_Problem statement_:
Can you pull out every line of the records below word for word, leaving the pictures out of your reply?

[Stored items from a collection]
□ □ □ □

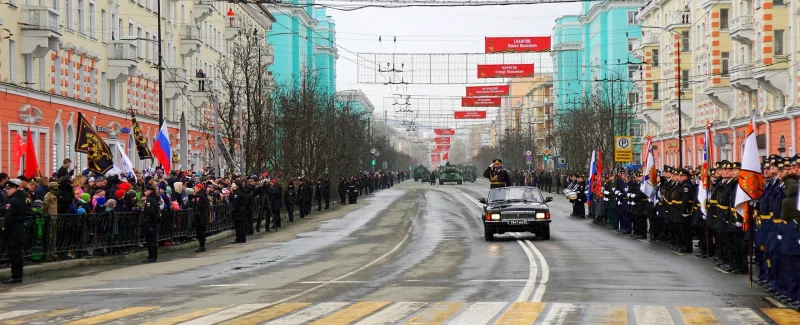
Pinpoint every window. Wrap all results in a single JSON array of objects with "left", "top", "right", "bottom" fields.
[
  {"left": 653, "top": 82, "right": 658, "bottom": 99},
  {"left": 719, "top": 8, "right": 729, "bottom": 29},
  {"left": 78, "top": 0, "right": 86, "bottom": 34},
  {"left": 100, "top": 10, "right": 108, "bottom": 43},
  {"left": 89, "top": 3, "right": 97, "bottom": 39},
  {"left": 652, "top": 50, "right": 658, "bottom": 67},
  {"left": 65, "top": 0, "right": 74, "bottom": 29},
  {"left": 681, "top": 31, "right": 689, "bottom": 52},
  {"left": 720, "top": 52, "right": 731, "bottom": 77},
  {"left": 681, "top": 70, "right": 689, "bottom": 89},
  {"left": 774, "top": 29, "right": 784, "bottom": 55}
]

□ □ □ □

_Reply_:
Pinpoint every window. Wrap all results in a single JSON array of objects with "left", "top", "right", "bottom" fields.
[
  {"left": 653, "top": 82, "right": 658, "bottom": 99},
  {"left": 719, "top": 8, "right": 729, "bottom": 29},
  {"left": 78, "top": 0, "right": 86, "bottom": 34},
  {"left": 100, "top": 10, "right": 108, "bottom": 43},
  {"left": 89, "top": 3, "right": 97, "bottom": 39},
  {"left": 652, "top": 50, "right": 658, "bottom": 67},
  {"left": 65, "top": 0, "right": 74, "bottom": 29},
  {"left": 681, "top": 31, "right": 689, "bottom": 52},
  {"left": 720, "top": 52, "right": 731, "bottom": 77},
  {"left": 681, "top": 70, "right": 689, "bottom": 89},
  {"left": 774, "top": 29, "right": 784, "bottom": 55}
]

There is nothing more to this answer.